─── MATERIAL TO PROCESS

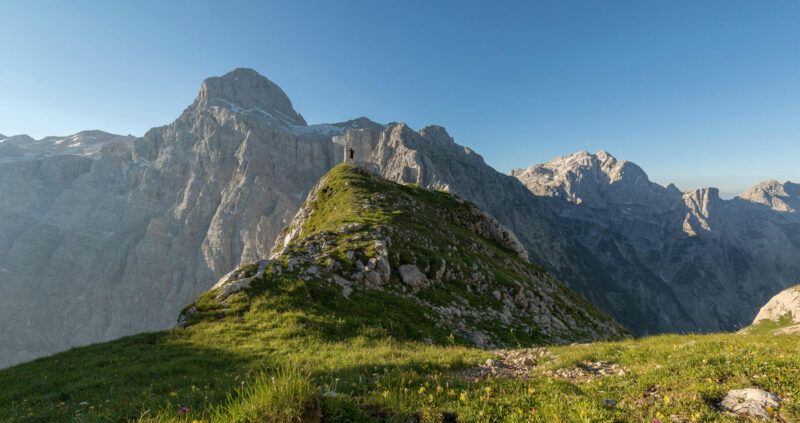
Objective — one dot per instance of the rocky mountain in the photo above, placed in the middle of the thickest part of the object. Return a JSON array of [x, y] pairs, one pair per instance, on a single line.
[[138, 227], [457, 266], [704, 252], [105, 236]]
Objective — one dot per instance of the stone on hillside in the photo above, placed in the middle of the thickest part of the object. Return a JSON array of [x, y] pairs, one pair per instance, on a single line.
[[412, 276], [751, 402]]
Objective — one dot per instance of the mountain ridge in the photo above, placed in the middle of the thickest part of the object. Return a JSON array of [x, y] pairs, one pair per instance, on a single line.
[[140, 226], [695, 242]]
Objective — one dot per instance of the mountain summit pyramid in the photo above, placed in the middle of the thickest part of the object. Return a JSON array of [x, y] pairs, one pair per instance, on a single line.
[[441, 264]]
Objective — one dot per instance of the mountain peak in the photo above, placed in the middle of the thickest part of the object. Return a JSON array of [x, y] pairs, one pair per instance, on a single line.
[[436, 133], [245, 90], [779, 196]]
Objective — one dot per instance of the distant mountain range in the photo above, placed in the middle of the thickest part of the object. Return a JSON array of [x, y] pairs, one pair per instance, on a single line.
[[104, 235]]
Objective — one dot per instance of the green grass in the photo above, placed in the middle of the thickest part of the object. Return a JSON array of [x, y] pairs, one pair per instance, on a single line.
[[222, 371], [289, 349]]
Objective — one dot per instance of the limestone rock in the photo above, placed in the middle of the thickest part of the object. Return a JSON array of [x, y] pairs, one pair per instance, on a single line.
[[784, 304], [751, 402], [673, 261], [412, 276]]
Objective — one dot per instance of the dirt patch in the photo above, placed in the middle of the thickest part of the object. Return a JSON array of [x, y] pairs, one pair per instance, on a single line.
[[520, 363], [587, 371]]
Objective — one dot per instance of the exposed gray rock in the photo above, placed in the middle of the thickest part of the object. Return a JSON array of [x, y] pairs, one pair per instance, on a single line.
[[751, 403], [688, 257], [412, 276], [785, 304]]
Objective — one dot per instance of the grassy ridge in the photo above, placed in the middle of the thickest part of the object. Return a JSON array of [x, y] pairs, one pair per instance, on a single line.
[[292, 348]]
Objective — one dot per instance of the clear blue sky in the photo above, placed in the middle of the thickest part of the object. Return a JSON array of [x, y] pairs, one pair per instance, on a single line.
[[699, 93]]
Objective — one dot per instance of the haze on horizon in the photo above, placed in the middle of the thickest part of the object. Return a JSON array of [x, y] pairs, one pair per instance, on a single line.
[[696, 94]]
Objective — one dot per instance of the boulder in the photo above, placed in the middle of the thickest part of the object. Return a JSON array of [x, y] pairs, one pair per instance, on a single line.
[[412, 276], [751, 402]]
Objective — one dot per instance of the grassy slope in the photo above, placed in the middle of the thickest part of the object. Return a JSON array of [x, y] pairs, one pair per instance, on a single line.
[[291, 349]]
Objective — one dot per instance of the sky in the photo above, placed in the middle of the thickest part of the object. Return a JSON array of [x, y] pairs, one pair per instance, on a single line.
[[697, 93]]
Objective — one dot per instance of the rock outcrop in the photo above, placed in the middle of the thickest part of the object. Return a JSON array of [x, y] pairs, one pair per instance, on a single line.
[[694, 253], [101, 229], [367, 236], [779, 316]]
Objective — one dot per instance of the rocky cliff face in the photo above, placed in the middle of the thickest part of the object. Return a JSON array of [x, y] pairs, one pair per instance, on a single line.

──────

Update the lines by replacing "Objective" with "Goal" everywhere it occurs, and leave everything else unchanged. Omit the pictures from your answer.

Goal — one dot per instance of the rocky mountain in the photo above, placed in the middle of the thickest part of the object. Return a JSON array of [x, y] pairs, one pair per instance, on a single line.
[[138, 227], [457, 266], [704, 252], [105, 236]]
Goal — one dot per instance of the stone on hillside in the photo above, placed in the middle of the thickest part of the object. Return a JSON array of [x, y] pairs, one pair per instance, on a single line.
[[412, 276], [751, 402]]
Goal — one dot per instance of the mountain ridge in the photo above, placed in the middle of the thickest part of the object. Return a JSON array of [x, y] pairs, one pair per instance, on a single line.
[[140, 226], [695, 242]]
Goal — one dot per instance of the mountain summit pyramid in the photo above, placed in the middle of the thickest part of the object. Return a JSON array of [x, y] pairs, one pair per instance, on a single line.
[[441, 264]]
Goal — one dot per instance of the mountain peak in the photo above, placed in the middle of the thickest part of the object. Return a JSON array of [x, y] pairs, one pair per instance, on a single line.
[[436, 133], [245, 90], [779, 196]]
Goal — one dot per instance of the distant mountain range in the photo above, placed in the middle of the thickest part of the object. Return a JSON array of [x, y] pairs, one pair per instance, on a single line.
[[104, 235]]
Goal — one dot per instance of the green grass in the photo above, placed in the middle of the thickest part of the object. Return a JSON array of [x, y] pairs, one pair per instance, on a single line.
[[222, 371], [289, 349]]
Goal — one dot per instance of the limestone rock in the photo above, placed in the middle of the thickest part of the object. Return a JSON array of [x, y] pairs, one pair per instance, on a single line.
[[784, 304], [751, 402], [673, 261], [412, 276]]
Goal — one dot per instance of the dirt patch in the photo above, placed in the middle of the thickest part of the object. Return a JSON array of [x, y] pairs, one pair per instance, on a single line.
[[520, 363], [587, 371]]
Goal — one dot per instance of the exposed gray rock in the photo above, placed in the middle of the thickest part of the object. Return a JSON array of [x, y] pairs, one pair per instance, on a single line.
[[751, 403], [688, 257], [412, 276], [785, 304]]
Goal — one dot per instance of the grassy ridge in the photo above, placed in the middle of the thickest part of the object. Return a JSON array of [x, y] pairs, one pair per instance, on a single line.
[[292, 348]]
Goal — one dot per instance of the clear blue sky in the photo above, placed in the middle of the thickest part of the object. Return a JSON array of [x, y] pairs, one pair per instance, on a single line.
[[699, 93]]
Goal — one dot per instance of the haze on horizon in the photo above, placed in the middle of the thickest part of the object. Return a JSON array of [x, y] pairs, one pair per instance, on a single line.
[[696, 94]]
Goal — one dot per instance of the boulder in the photo above, placed in the middle of the thickest part of the object. Return a JSON array of [x, y] pairs, one pair per instance, on a single line.
[[412, 276], [751, 402]]
Goal — one dot per instance of the grassy slope in the photo above, placed in the middle of the thickest part of the object. Return a JSON array of [x, y] pairs, one pair per instance, on a single line.
[[291, 349]]
Goal — one dot per instance of the sky in the photo above, placed in the middle of the thickest part of the object. Return a JSON array of [x, y] pairs, one pair per instance, on a single line.
[[697, 93]]
Goal — one dot per instance of the rock outcrop in the photo above, placed in the middle of the thickest part of the object. Return a JSON array of [x, y] pairs, one pair per instance, on a single line.
[[694, 253], [101, 229], [367, 236], [779, 316]]
Goal — one dot per instance of the rocky cliff face in the photo above, placed in the middle of the thickest part of the object. Return a JSON array of [x, y] pairs, one pair per instance, on a single line.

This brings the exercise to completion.